With the development of deep-learning technology, new algorithms and architectures continue to emerge, providing the possibility to propose a better model. The existing models may not be able to meet the requirements of high-demand scenarios due to high parameter count, low detection accuracy, and false positives. Therefore, it is possible to propose a new model aimed at reducing detection costs, improving detection efficiency, and contributing to the sustainable development of the shipping industry by optimizing ship design, reducing energy consumption, and other means. Figure 1 illustrates the motivation for improving the model.

3.2. Exploration Process

To address the challenges in maritime ship detection, including low accuracy, missed detections, false detections, and complex deployment networks. We have modified the YOLOv8n network and proposed a lightweight model named DSSM–LightNet. Figure 2 shows the exploration process of DSSM–LightNet, and a detailed description of each component is provided in Figure 2.

3.3. Improvement Areas

The ship detection model we propose is an upgraded version of YOLOv8. The traditional YOLOv8 model is separated into five types based on the size and complexity of the network: n, s, m, l, and x. YOLOv8n offers advantages such as fast detection and inference speed, fewer parameters, and balanced performance. YOLOv8n is used as the baseline model, inspired by DualConv [34], Slim-neck [35], SEAM, and MPDIoU loss function. We present a lightweight ship-recognizing network, named DSSM–LightNet. The DSSM–LightNet model’s structure is depicted in Figure 3. DSSM–LightNet improves detection accuracy, reduces computational complexity and the number of parameters, ultimately reaching real-time detection of naval vessels.

• THE REQUEST: In the passage on ship detection, which YOLOv8 variant serves as the baseline for DSSM–LightNet?

• DATASET EXCERPT:
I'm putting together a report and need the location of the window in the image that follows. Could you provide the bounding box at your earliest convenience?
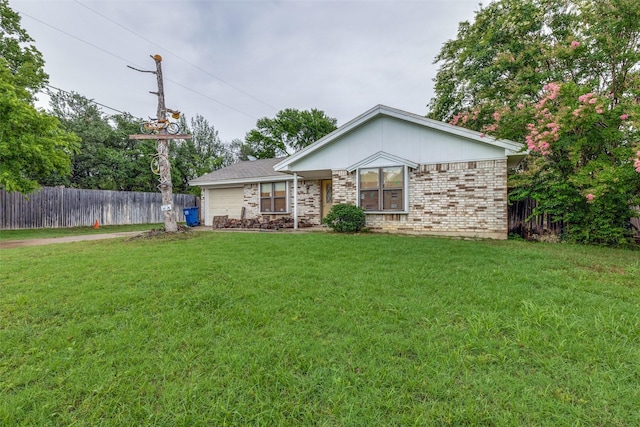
[358,166,405,211]
[260,182,288,213]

• SOLVED PROBLEM: YOLOv8n